> _Source extract_
━━━━

Open kwpxxx opened 8 months ago

kwpxxx commented 8 months ago

Is there an existing request for this?

Feature description

Signal's default desktop client is extremely weak. You can put the database in an encrypted container for security but besides that there's still some room for improvement

sycam0r-e commented 7 months ago

besides that there's still some room for improvement

Namely?

LoveIsGrief commented 7 months ago

I don't know how many contributors molly-im has, but this seems like a big ask - even if some cross-platform framework were used to write Molly. Dealing with the particularities of mobile and desktop in one code-base would probably not be much fun.

There have been discussions on the signal community forum for years now due to the use of electron, but nobody, in all that time has taken the task upon themselves to write a separate desktop client and stuck with it.

As an outsider, this feature request looks very out of scope of this project.

miles992 commented 6 months ago

The biggest issue of the signal client (as well as other messenger clients) is the use of electron, it makes them horribly vulnerable to chrome 1-days. Using electron for apps with security focuis is sort of a bad choice.

LoveIsGrief commented 6 months ago

Nothing is invulnerable to X-days. No software is perfect as it is conceived by a flawed being. In any case, I don't believe that arguing the faults of signal's desktop client are not of a concern to this project as it's

  1. not a the signal desktop client project
  2. an android project

If you are unhappy with Signal's desktop client tell Signal that (create an issue or voice your opinion on the forum in the existing thread), make your own, or pay somebody to make a different one.

━━━━

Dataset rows

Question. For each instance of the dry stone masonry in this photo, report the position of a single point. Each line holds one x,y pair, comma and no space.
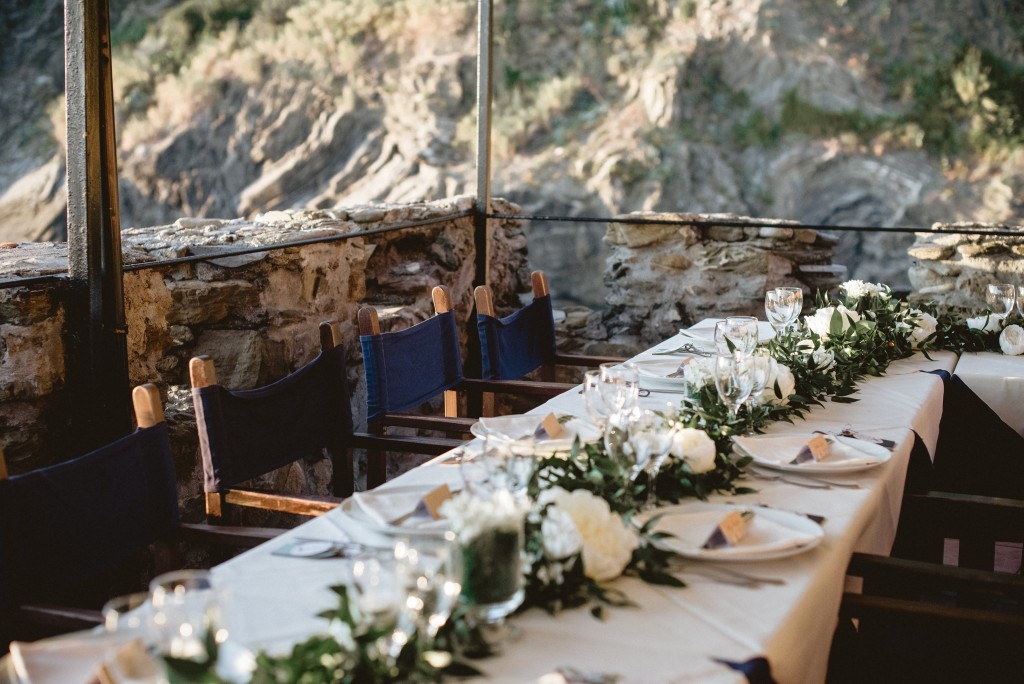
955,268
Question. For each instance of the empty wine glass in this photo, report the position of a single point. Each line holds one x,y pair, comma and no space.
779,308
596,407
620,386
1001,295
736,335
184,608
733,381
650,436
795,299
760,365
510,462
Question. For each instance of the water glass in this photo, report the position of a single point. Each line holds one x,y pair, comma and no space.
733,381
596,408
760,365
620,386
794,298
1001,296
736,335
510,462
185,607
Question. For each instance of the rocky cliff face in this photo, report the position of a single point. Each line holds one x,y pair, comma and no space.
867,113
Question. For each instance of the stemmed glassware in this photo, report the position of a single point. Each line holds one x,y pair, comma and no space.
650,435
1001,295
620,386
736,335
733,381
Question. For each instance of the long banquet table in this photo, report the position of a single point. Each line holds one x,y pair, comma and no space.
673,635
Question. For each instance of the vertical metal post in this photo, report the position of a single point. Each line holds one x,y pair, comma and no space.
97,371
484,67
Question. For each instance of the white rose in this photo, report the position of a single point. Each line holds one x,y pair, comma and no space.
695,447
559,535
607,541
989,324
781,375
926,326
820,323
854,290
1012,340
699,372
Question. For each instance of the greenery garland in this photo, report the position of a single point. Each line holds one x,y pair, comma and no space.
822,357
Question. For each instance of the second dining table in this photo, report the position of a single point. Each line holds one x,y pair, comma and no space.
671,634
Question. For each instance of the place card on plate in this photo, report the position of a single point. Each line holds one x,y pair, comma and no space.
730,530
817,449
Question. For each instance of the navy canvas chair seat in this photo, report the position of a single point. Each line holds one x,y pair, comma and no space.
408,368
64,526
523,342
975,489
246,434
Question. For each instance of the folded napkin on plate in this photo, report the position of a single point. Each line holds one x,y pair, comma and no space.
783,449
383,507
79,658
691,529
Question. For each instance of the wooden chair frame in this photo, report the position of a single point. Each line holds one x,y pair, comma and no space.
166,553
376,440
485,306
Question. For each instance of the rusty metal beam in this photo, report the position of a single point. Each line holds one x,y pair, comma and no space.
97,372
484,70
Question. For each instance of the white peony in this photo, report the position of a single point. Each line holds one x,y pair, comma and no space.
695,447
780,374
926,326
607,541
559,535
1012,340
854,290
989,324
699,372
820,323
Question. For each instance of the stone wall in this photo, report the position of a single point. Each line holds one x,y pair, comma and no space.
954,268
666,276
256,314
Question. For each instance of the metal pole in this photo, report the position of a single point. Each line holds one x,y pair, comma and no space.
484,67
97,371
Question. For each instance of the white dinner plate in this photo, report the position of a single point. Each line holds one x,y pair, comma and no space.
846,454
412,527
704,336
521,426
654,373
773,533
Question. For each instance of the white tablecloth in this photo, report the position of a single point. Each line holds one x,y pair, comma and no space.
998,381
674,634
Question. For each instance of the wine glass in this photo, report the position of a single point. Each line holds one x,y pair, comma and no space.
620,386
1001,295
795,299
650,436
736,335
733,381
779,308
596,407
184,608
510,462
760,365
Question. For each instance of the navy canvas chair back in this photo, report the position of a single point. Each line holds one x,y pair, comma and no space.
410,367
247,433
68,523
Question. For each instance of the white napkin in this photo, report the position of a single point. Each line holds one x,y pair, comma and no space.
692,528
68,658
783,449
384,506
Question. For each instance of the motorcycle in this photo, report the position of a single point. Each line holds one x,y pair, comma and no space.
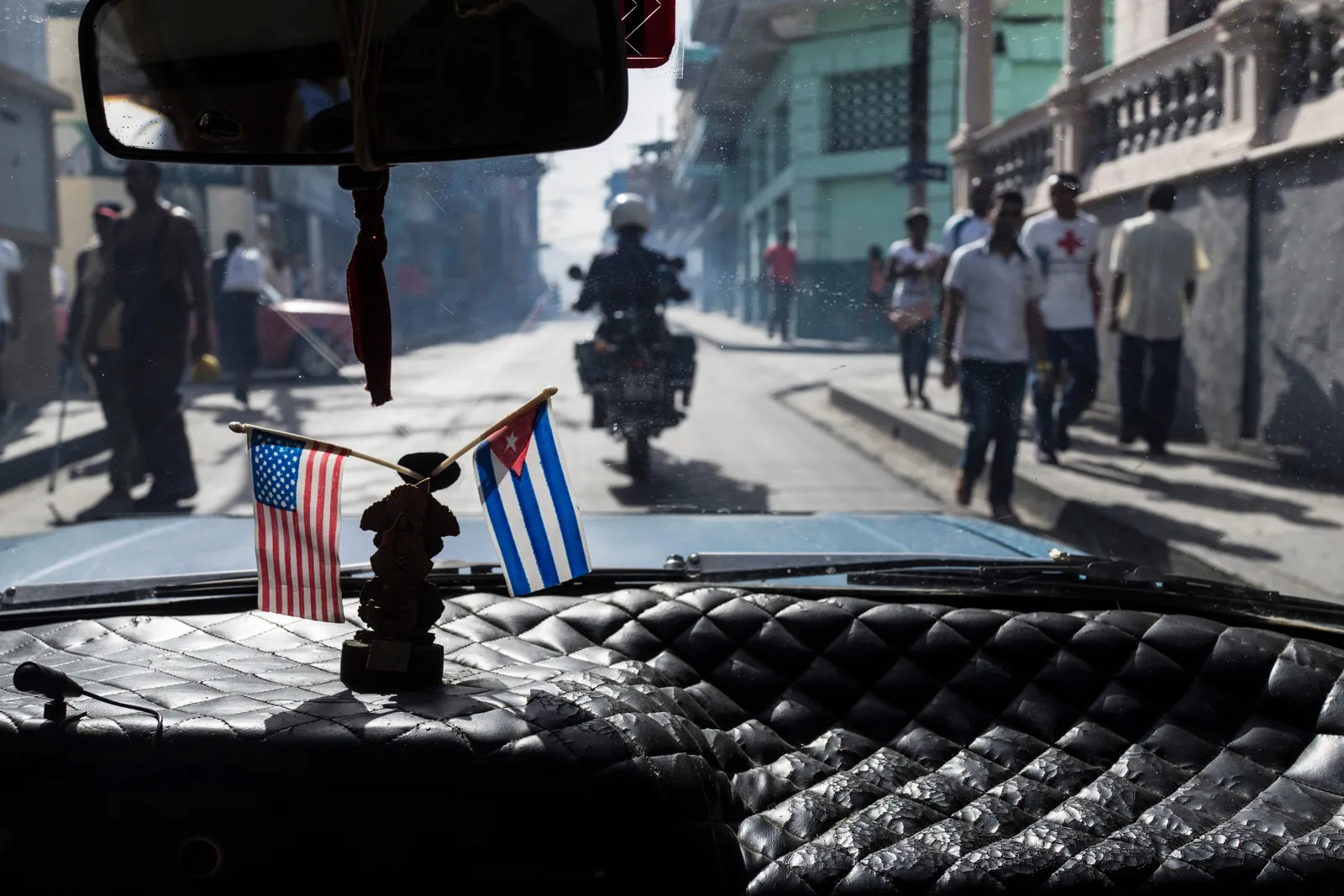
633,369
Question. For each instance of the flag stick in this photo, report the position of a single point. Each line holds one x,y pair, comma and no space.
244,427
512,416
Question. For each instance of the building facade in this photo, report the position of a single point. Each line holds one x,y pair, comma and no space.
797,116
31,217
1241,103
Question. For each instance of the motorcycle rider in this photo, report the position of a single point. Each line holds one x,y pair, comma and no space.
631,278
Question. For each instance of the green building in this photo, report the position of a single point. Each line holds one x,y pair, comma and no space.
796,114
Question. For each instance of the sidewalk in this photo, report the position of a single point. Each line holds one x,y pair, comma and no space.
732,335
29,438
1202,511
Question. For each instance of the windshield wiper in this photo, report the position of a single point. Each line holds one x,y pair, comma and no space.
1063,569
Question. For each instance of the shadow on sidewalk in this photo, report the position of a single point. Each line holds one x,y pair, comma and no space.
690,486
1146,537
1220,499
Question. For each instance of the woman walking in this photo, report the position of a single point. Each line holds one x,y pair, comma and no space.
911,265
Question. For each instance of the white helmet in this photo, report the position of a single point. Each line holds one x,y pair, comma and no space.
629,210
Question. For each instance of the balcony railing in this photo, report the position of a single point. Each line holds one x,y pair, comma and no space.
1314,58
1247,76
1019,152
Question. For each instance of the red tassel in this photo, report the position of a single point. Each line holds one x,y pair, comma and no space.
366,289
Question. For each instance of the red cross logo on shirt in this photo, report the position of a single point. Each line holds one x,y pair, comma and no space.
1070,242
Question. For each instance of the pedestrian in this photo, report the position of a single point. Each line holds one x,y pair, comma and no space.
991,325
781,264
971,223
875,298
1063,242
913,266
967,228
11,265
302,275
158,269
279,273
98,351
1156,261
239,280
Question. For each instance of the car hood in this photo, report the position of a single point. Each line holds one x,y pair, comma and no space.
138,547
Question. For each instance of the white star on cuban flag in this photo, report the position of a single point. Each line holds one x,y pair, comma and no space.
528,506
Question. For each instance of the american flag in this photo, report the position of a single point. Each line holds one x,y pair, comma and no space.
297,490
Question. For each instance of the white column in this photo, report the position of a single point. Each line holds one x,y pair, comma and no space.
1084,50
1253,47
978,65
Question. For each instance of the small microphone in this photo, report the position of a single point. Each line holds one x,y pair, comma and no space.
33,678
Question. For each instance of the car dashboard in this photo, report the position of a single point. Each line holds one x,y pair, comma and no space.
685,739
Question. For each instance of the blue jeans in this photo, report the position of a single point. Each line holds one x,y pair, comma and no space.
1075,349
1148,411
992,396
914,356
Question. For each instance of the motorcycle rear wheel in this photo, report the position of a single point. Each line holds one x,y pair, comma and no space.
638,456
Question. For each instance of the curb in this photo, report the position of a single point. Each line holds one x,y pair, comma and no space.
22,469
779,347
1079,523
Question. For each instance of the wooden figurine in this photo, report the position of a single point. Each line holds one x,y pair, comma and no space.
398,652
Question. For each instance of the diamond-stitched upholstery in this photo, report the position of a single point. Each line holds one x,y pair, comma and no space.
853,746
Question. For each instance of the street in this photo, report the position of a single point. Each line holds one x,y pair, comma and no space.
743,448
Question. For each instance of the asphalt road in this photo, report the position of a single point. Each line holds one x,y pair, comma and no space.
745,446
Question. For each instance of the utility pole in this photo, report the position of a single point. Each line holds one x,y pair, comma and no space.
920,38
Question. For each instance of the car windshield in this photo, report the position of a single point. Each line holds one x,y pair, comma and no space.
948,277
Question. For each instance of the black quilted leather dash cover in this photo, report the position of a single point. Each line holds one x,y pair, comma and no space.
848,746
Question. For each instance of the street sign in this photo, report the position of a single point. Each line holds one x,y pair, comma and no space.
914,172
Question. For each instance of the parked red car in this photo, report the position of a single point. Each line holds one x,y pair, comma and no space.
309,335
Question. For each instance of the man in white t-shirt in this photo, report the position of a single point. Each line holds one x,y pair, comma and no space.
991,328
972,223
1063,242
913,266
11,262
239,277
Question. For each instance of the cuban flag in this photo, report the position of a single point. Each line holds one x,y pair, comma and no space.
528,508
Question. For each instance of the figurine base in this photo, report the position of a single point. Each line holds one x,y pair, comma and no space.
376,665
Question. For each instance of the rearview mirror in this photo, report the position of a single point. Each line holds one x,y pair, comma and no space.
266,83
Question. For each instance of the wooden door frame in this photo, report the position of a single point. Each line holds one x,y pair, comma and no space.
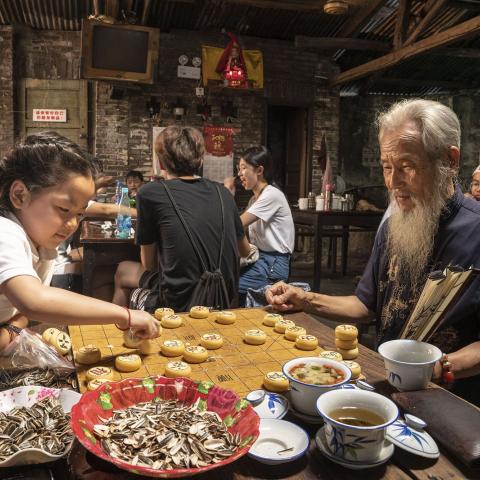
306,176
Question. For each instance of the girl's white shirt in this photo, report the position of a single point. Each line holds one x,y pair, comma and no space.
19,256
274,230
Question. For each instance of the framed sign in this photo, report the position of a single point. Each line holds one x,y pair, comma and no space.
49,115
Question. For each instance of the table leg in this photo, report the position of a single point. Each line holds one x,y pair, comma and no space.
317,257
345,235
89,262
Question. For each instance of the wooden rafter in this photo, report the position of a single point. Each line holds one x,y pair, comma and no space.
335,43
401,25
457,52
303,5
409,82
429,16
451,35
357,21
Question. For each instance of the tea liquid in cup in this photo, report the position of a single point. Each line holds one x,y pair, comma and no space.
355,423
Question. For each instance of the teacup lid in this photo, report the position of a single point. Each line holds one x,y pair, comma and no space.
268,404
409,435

━━━━

> _What to do_
1. Rewrite the paragraph beginning "I don't know how many contributors" from the issue thread on a Molly desktop client as one shorter sentence that keeps its main points.
2. Extend the issue thread on a Molly desktop client with a further comment that follows its final comment.

> _Task-by-task answers_
1. Not knowing how many contributors molly-im has, the commenter sees the request as a big ask even with a cross-platform framework, since handling mobile and desktop quirks in one code base would likely be no fun.

2.
miles992 commented 6 months ago

Well, this request is about a possible Molly desktop client and people asked for room for improvements towards Signal. No idea what you saying. About 1-days, with Chrome being a very prominent target and a near to natural patch gap towards apps using it, that is something to be taken into account if making decisions (usage, development). POC are often available. And it's easier / cheaper for an attacker to re-use a yet to die 1-day than burning 0-days. That has nothing to do with flawed or less flawed, it's simply an economical thing these days. People with high security requirements such as journalists, researchers or other possible targets of attackers with deep pockets need to think about such scenarios. That is why I think it has to be part of the threat model which should be worked out before making a design decision including technological ones.

sycam0r-e commented 6 months ago

There really isn't much information in OP's post to be fair. I also think that this is out of scope for the project. It's ultimately decided though of course by lead dev @valldrac who will close this issue or keep it alive as he sees fit. :)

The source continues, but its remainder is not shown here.